# [Document section]
Anonymity is a legal necessity as much as an aesthetic choice. A cadaver with an identity is a corpse, and a room full of corpses would constitute an illegal cemetery. Von Hagens contends that his specimens fall into the same epistemological category as mummies and classroom skeletons. “Plastinates are not objects of individual memory,” he says. “They are new presentations of former human beings.”

He is also carefully navigating around Article 1 of the German constitution, which expressly states that “the dignity of man is inviolable,” a phrase that has been invoked in German courts to contest everything from pornography to dwarf tossing. German officials permitted Body Worlds to open in Stuttgart only if von Hagens agreed to remove certain undignifying elements—chiefly the basketball and the soccer ball held by the Basketball Player and the Goalkeeper, respectively. (The figures themselves were allowed to remain.)

This isn’t enough to assuage some of von Hagens’s critics. “It’s amazing stuff,” says Michael Sappol, curator and historian at the National Library of Medicine in Bethesda, Maryland. “He’s a great anatomist, technically superb. But most anatomists are in a panic about him.” Prior to the 19th century, anatomic illustrations were playful; a figure might wink at the viewer or stride happily across the page.

With the rise of anatomy as a profession, however, that visual mood was stamped out—in part to reassure the public that anatomists were objective scientists, not lurid, grave-robbing voyeurs. To many of his contemporary colleagues, Sappol says, von Hagens’s offense is twofold: He breaks the dissectors’ “cult of knowledge” by baring everything to the public, and he reintroduces a little emotion to the experience. “We’re shielded from death and dead bodies,” Sappol says. “So this is exciting and a bit naughty.”

Von Hagens in turn insists that the primary purpose of Body Worlds is to educate. Indeed, the exhibition comes with a stultifying amount of medical information. Every specimen large or small is accompanied by a placard, caption, or annotation; a visitor’s head soon swims with descriptions of inguinal ligaments and adipose capsules. The self-promotional description of the show as a Gray’s Anatomy in three dimensions is not far off the mark. The audio guide, read in monotone by von Hagens himself, is dull enough to put the dead to sleep.

# [Activities]
**1)** According to the passage about Body Worlds, what kinds of written material accompany every specimen? Give all of them.
**2)** Extend the passage about Body Worlds past its final sentence.

(Image point grounding data)
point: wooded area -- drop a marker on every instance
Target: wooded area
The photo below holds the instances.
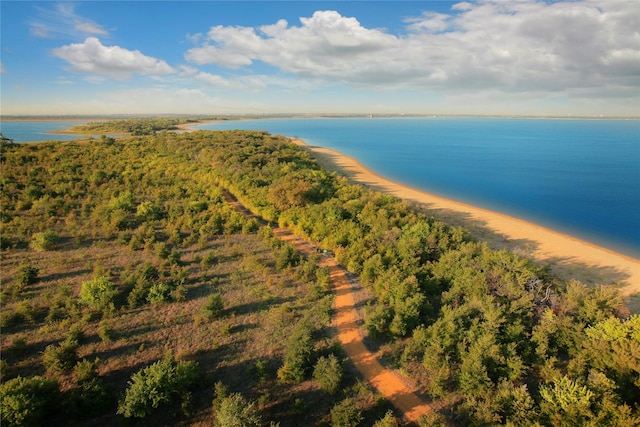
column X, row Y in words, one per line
column 123, row 266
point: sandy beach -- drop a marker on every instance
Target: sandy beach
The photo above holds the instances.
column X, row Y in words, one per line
column 568, row 256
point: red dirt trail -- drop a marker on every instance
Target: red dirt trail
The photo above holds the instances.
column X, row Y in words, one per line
column 390, row 384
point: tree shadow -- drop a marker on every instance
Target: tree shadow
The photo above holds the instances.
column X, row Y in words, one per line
column 258, row 306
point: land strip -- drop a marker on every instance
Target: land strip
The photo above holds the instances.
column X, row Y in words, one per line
column 396, row 388
column 567, row 256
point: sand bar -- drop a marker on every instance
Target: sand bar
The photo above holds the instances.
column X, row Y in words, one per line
column 568, row 256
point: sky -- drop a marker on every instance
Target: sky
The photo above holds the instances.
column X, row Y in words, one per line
column 520, row 57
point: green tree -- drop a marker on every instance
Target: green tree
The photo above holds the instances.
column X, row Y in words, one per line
column 566, row 402
column 159, row 384
column 98, row 293
column 346, row 414
column 45, row 241
column 213, row 306
column 236, row 411
column 328, row 373
column 27, row 401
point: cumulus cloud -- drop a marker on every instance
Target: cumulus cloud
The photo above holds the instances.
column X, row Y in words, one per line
column 521, row 46
column 92, row 57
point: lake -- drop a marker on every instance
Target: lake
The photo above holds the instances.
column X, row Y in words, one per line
column 579, row 177
column 27, row 131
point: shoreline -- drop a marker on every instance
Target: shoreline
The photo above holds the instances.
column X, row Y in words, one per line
column 567, row 256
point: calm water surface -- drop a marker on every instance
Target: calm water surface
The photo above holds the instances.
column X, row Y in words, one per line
column 580, row 177
column 36, row 131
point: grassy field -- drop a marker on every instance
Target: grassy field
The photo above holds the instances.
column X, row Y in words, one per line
column 158, row 231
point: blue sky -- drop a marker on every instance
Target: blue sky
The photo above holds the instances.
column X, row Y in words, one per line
column 218, row 57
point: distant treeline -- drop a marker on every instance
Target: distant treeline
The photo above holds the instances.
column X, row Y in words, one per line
column 137, row 126
column 489, row 334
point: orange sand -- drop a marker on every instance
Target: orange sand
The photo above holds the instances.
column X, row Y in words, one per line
column 568, row 257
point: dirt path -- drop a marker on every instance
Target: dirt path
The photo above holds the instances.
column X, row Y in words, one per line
column 390, row 384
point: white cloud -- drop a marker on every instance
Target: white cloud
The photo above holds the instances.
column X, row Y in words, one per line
column 94, row 58
column 523, row 46
column 63, row 20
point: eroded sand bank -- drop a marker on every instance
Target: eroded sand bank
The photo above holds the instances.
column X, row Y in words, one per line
column 567, row 255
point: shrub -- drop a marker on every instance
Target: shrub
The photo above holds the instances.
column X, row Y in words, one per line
column 328, row 373
column 235, row 411
column 147, row 211
column 297, row 353
column 156, row 385
column 98, row 293
column 25, row 401
column 27, row 274
column 44, row 241
column 288, row 257
column 345, row 414
column 92, row 396
column 159, row 292
column 213, row 306
column 105, row 332
column 60, row 358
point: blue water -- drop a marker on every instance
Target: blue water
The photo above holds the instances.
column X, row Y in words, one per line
column 36, row 131
column 580, row 177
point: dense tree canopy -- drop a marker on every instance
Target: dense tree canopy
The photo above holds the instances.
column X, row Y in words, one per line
column 489, row 330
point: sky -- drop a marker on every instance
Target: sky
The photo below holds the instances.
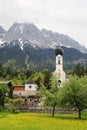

# [Answers provided]
**1)** A placard, a caption, or an annotation.

**2)**
And if the specimens on display arrest the eye—if they hold their skins for the visitor to inspect, or if they lean forward and wink one eye, challenging the viewer not to look—well, what’s wrong with that? Von Hagens offers the analogy of a history teacher: Are you more inclined to pay attention and learn something from a vivacious young teacher or from a droning, smelly slob? “We dress up when we present something,” he argues. “So these specimens are dressed up anatomically.”

That might sound like the highbrow rationalization of a circus barker. An hour or two with the crowd at Body Worlds, however, seems to bear him out. One might expect the atmosphere of a freak show; instead, the mood around the specimens is pensive and subdued. To wander among them is an intimate and oddly moving experience, like walking through houses emptied of their inhabitants, or peering into the clothes closets of the recently deceased. The crowd is hushed, engaged in what can only be described as mass introspection: That body is me, is you—except that one is unoccupied while, by some miracle, this one still is.

Von Hagens performs an amazing sleight of hand. By overwhelming the visitor with medical minutiae, he somehow manages to focus attention on the one element of Body Worlds that is omnipresent yet mentioned nowhere in the captions: the spirit, the soul, the delicate, persistent force that animates every human yet is never more apparent than in its absence. “I want to narrow the gap between death and the living,” von Hagens says. In a manner that no words or pictures but only a firsthand encounter can convey, he does.